- [EXERCISE INSTRUCTIONS]: Find every line in the rows below that contains the string "subject" and copy each one out. Case counts.
● ● ● ● ●
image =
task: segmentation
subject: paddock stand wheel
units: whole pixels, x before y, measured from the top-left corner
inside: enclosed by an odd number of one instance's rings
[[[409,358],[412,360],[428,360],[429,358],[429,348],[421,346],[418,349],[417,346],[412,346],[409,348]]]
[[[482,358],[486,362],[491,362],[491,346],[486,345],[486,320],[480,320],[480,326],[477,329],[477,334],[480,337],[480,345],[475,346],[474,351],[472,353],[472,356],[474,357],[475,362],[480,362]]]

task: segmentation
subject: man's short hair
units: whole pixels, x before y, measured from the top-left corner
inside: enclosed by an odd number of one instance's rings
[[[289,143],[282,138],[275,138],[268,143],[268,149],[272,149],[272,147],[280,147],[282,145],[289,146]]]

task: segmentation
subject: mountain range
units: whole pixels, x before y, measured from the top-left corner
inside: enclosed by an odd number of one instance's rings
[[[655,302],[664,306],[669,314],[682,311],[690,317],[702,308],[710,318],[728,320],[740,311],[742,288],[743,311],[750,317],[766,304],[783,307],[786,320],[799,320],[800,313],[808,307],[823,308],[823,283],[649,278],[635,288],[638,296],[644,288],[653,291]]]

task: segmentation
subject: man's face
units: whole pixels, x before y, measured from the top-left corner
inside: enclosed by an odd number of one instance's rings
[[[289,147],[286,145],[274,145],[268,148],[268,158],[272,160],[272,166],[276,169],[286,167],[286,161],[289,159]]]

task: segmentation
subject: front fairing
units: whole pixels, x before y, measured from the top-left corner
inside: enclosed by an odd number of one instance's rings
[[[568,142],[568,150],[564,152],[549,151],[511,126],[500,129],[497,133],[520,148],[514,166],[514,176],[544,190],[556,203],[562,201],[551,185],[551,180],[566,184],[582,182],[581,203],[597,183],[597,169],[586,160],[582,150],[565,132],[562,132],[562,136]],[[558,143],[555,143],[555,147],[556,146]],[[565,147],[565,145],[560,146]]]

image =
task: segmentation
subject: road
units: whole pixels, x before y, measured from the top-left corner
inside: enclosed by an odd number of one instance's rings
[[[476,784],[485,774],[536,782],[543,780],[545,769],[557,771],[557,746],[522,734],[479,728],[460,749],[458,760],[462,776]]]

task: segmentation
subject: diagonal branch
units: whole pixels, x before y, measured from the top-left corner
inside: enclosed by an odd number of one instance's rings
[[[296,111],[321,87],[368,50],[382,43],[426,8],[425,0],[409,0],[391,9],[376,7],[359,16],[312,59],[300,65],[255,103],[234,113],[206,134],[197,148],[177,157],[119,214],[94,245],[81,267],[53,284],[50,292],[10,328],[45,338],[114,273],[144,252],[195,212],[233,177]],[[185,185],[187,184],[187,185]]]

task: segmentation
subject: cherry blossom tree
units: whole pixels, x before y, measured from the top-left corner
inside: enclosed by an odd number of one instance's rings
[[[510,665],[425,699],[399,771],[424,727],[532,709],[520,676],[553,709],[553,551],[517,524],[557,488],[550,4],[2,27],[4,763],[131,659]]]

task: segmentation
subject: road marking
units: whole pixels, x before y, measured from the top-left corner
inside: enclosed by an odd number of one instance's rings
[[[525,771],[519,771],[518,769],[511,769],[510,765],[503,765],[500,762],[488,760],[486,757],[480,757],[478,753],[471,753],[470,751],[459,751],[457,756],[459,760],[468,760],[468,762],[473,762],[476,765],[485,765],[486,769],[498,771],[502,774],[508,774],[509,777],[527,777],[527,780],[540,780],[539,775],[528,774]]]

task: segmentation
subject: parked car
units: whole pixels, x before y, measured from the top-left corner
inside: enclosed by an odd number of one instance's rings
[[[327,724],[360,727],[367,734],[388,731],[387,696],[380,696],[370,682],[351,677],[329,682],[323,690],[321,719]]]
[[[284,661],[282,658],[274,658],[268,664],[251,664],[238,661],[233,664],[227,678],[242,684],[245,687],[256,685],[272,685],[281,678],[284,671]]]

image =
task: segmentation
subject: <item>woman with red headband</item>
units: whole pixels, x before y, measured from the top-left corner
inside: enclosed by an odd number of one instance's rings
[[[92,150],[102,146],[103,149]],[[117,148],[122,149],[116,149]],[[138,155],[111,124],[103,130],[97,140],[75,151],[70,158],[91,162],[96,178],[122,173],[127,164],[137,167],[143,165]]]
● ● ● ● ●
- [THE OUTPUT]:
subject: paddock stand wheel
subject: man's short hair
subject: mountain range
subject: man's face
subject: front fairing
subject: road
subject: diagonal branch
subject: cherry blossom tree
subject: road marking
subject: parked car
subject: <item>woman with red headband</item>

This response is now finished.